> _Dataset excerpts_:
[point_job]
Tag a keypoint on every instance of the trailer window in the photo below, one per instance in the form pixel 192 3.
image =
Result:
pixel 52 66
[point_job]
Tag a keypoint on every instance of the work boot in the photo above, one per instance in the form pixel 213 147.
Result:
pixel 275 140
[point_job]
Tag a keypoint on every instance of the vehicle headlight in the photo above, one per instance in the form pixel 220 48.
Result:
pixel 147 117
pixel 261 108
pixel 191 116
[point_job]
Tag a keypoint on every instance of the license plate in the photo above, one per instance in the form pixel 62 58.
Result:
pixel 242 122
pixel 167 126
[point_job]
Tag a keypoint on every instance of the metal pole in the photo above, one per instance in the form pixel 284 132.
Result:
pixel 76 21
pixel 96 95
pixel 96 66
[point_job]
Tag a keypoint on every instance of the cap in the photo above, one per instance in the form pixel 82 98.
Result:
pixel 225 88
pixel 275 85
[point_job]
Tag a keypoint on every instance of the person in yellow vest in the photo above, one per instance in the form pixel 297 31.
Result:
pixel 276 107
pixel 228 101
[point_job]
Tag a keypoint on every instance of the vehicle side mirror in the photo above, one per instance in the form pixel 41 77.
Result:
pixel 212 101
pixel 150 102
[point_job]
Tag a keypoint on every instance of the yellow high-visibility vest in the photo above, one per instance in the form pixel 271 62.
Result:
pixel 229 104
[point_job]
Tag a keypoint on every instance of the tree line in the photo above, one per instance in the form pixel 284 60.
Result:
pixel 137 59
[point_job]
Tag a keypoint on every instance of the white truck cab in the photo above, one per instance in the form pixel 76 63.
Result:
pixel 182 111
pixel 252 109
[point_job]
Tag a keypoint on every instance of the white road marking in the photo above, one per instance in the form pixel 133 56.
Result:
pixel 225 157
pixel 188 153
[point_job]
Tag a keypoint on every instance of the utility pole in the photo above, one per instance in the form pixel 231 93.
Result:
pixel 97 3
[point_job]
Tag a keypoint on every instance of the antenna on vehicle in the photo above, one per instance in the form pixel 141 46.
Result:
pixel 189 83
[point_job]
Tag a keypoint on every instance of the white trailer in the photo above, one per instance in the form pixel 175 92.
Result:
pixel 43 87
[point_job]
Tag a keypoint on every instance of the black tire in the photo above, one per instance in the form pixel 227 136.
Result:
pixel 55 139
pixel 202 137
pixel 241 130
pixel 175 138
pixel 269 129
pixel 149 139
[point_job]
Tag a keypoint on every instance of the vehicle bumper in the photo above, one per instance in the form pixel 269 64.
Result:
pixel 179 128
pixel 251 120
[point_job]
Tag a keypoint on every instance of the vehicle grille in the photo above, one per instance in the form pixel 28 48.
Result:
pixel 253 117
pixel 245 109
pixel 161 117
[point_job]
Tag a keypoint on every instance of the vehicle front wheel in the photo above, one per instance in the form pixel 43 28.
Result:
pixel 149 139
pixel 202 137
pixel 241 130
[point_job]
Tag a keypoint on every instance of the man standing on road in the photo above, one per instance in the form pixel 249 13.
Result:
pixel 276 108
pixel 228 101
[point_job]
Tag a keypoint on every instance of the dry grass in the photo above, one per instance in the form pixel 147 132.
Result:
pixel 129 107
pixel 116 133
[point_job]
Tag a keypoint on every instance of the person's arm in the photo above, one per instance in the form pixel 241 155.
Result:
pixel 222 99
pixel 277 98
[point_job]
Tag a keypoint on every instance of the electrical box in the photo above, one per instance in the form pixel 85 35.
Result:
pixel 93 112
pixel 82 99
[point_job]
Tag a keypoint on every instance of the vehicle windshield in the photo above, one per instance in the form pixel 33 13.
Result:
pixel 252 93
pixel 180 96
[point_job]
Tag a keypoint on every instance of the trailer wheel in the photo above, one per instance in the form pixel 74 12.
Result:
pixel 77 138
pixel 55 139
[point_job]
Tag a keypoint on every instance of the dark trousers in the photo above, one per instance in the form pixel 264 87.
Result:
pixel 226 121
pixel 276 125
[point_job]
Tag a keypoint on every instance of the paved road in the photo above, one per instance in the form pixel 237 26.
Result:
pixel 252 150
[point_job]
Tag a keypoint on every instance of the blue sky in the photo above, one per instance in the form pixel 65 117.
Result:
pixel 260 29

> _Given task_:
Format the material above as a Markdown table with columns Row and Line, from its first line through the line containing "pixel 52 66", both included, leaving out any blank lines.

> _Answer to the problem_:
| Row | Line |
|---|---|
| 1 | [point_job] |
| 2 | Tag a keypoint on every instance of the trailer window in the photo below, one per instance in the form pixel 192 3. |
| 3 | image = |
| 4 | Result: |
| 5 | pixel 52 66 |